══ Reading text ══

Researchers at the University of Nebraska Medical Center have received a five-year grant for $10 million to continue work on a project to fight the growing threat of methicillin-resistant Staphylococcus aureus (MRSA).
MRSA, a bacterium resistant to many antibiotics, is a big problem in hospitals and can cause wound infections to more invasive diseases. In 2011, about 721,800 health-care associated infections occurred in 648,000 hospital patients, according to the U.S. Centers for Disease Control and Prevention. About 75,000 patients died during their hospitalizations.
Ken Bayles, Ph.D., principal investigator of the program project grant, said he and his team are working on four projects first funded in 2009 by the National Institutes of Health National Institute of Allergy and Infectious Diseases.
Projects will focus on biofilms produced by Staphylococcus aureus and understanding their role in causing infections of artificial devices. Biofilm is a natural biologic material that grows on surfaces -- like the plaque on teeth before brushing.

═══
══ Recorded information ══

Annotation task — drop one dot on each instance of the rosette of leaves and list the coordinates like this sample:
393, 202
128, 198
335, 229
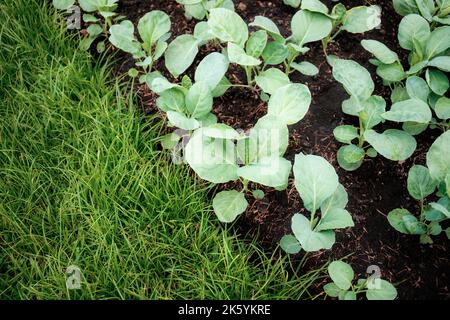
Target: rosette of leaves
343, 284
153, 29
219, 154
199, 9
99, 14
420, 91
331, 23
393, 144
188, 105
423, 182
432, 10
325, 198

═══

-- Task to carry out --
Please answer these questions about the MRSA grant text:
1. How much money is the grant, and how many years does it cover?
2. About how many patients died during their hospitalizations, according to the text?
3. In what year were the four projects first funded?

-- Answer to this problem --
1. $10 million over five years
2. About 75,000
3. 2009